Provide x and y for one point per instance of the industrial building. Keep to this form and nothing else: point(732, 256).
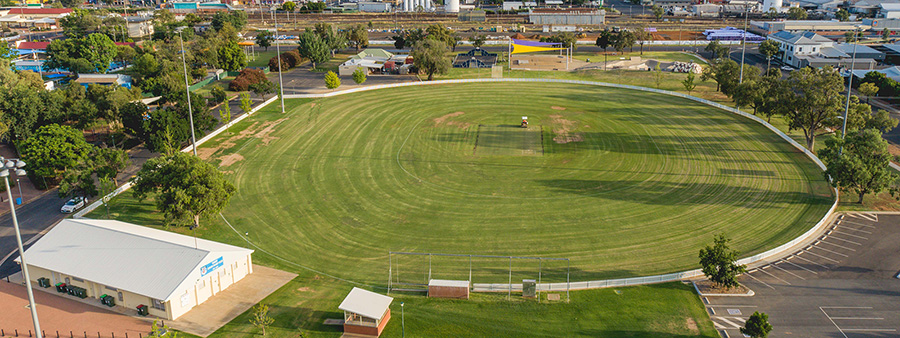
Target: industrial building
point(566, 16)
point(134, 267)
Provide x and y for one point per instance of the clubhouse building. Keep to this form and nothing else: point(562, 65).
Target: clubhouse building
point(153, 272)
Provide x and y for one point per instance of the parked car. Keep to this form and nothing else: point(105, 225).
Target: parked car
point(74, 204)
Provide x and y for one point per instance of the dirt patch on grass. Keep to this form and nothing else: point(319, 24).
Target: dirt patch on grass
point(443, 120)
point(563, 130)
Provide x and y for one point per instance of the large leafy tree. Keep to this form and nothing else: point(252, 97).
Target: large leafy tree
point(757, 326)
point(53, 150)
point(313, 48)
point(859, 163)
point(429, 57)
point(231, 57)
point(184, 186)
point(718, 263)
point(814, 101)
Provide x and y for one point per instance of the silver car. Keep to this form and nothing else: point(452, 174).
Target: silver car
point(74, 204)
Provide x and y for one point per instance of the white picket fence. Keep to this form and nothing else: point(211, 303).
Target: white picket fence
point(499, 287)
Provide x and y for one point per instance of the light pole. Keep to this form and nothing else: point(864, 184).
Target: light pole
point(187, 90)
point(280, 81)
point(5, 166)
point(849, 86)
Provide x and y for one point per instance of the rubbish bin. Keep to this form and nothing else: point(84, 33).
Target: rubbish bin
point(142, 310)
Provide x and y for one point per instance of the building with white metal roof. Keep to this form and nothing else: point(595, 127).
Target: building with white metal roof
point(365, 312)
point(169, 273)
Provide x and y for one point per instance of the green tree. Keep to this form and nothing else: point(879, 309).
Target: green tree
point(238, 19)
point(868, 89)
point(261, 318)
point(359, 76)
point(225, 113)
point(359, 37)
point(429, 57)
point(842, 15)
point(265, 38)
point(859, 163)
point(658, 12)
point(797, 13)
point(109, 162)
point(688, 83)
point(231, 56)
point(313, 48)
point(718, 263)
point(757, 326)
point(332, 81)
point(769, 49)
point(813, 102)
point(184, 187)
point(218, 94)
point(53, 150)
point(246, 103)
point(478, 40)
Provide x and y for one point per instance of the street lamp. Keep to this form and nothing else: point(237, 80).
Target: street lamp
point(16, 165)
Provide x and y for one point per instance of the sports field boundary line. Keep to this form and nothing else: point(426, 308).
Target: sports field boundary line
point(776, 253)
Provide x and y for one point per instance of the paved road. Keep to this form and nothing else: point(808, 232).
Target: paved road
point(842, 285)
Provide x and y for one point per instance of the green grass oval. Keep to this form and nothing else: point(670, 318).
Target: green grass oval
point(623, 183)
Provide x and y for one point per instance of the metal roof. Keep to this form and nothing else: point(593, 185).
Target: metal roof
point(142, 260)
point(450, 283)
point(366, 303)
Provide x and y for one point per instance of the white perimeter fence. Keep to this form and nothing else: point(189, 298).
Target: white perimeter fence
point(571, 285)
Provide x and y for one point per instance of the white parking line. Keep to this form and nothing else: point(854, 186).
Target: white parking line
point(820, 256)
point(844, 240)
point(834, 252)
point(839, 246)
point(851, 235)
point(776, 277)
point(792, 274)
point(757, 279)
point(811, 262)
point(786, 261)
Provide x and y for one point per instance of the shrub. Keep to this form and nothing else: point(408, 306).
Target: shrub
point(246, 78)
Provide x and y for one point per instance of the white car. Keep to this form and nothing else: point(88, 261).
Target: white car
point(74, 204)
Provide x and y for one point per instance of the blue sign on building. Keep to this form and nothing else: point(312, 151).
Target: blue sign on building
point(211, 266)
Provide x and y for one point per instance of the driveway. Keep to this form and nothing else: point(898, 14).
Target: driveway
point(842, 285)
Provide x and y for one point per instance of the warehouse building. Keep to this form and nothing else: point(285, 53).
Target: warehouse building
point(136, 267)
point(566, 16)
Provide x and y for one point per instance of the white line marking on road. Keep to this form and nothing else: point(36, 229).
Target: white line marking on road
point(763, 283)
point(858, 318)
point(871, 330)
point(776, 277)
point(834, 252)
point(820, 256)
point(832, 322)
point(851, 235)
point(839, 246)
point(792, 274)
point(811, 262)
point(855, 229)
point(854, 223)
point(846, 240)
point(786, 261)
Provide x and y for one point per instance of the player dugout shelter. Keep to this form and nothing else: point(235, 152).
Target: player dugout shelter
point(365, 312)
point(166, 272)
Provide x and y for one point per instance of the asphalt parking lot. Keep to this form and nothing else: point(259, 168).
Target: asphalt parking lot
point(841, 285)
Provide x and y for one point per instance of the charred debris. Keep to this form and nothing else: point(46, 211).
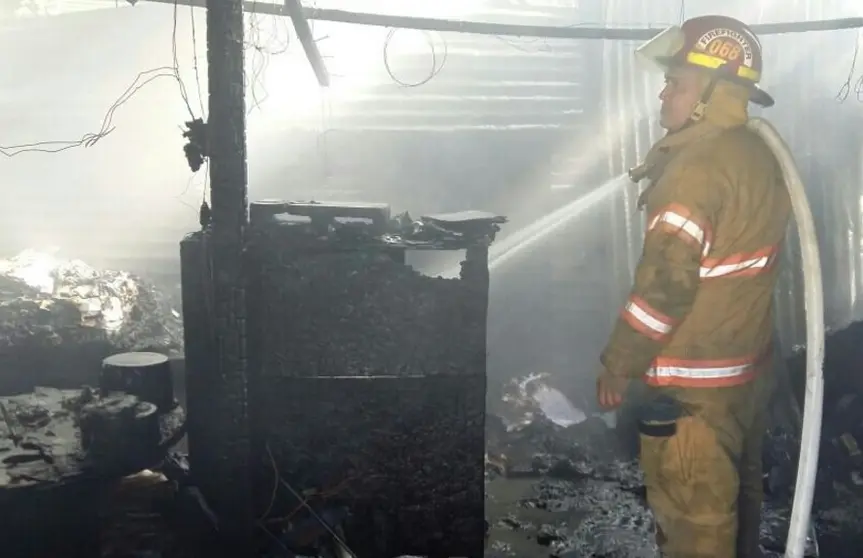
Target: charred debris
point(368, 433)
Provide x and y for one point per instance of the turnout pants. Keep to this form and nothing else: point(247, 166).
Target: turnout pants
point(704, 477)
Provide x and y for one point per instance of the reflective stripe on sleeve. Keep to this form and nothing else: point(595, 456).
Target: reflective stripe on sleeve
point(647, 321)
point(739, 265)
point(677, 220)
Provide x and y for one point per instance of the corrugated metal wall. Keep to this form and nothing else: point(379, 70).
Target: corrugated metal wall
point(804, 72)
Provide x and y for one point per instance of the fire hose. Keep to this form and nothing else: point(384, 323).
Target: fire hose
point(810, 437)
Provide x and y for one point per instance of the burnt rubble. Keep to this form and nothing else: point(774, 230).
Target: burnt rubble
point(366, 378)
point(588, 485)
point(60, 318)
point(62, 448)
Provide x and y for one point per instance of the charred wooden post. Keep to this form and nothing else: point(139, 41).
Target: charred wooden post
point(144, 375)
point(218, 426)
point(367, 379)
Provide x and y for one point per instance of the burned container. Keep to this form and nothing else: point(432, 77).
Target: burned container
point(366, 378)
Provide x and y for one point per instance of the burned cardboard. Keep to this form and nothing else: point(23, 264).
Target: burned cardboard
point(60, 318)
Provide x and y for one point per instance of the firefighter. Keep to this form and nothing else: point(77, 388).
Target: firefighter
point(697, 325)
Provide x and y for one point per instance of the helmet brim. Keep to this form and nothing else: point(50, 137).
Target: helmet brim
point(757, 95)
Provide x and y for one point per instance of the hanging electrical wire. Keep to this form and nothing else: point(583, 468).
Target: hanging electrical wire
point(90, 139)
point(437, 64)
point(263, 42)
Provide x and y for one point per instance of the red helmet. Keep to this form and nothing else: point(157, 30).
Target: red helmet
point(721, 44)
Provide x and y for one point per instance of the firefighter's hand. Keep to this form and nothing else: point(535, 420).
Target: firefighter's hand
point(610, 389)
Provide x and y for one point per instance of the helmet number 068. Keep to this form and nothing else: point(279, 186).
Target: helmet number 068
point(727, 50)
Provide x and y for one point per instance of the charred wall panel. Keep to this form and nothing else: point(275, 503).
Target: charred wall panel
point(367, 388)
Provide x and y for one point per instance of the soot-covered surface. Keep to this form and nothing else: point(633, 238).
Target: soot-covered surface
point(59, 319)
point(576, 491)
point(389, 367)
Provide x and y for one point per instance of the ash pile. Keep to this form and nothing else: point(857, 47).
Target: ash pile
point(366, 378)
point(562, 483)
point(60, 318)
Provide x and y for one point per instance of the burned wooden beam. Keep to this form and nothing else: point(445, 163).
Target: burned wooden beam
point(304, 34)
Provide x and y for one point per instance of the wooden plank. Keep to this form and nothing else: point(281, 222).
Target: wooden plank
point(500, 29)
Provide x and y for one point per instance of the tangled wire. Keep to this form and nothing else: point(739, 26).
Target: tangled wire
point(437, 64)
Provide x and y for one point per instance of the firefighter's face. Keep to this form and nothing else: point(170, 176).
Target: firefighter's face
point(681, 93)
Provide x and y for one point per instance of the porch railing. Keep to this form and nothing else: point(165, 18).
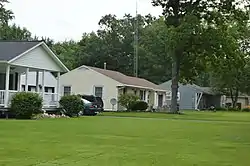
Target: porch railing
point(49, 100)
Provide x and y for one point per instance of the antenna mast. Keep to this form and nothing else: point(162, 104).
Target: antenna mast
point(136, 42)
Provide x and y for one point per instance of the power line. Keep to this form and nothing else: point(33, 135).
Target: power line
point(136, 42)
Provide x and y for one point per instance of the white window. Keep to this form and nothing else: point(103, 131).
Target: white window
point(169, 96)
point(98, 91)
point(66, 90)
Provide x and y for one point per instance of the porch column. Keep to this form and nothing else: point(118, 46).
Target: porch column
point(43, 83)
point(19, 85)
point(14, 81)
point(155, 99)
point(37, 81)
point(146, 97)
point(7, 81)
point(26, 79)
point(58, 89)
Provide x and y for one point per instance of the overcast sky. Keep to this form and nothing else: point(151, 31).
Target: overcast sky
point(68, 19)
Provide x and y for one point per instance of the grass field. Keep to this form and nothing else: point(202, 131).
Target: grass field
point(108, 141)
════════
### EXERCISE OBJECTIVE
Recast the entries from the line containing "else: point(275, 503)." through the line containing "point(389, 367)", both included, as a Markdown table with the columns Row and Text. Put a row number under Row and each line under Text, and omit any blank lines.

### WORKED SOLUTION
| Row | Text |
|---|---|
| 1 | Provide x and y for one point per instance of the charred wall panel. Keep to this form and nothing else: point(275, 503). |
| 2 | Target: charred wall panel |
| 3 | point(367, 388) |
| 4 | Provide x and y for one point per instance of the soot-covered surface. Keep to this form and nothing else: point(633, 238). |
| 5 | Target: soot-covered surface |
| 6 | point(59, 319) |
| 7 | point(576, 491) |
| 8 | point(389, 367) |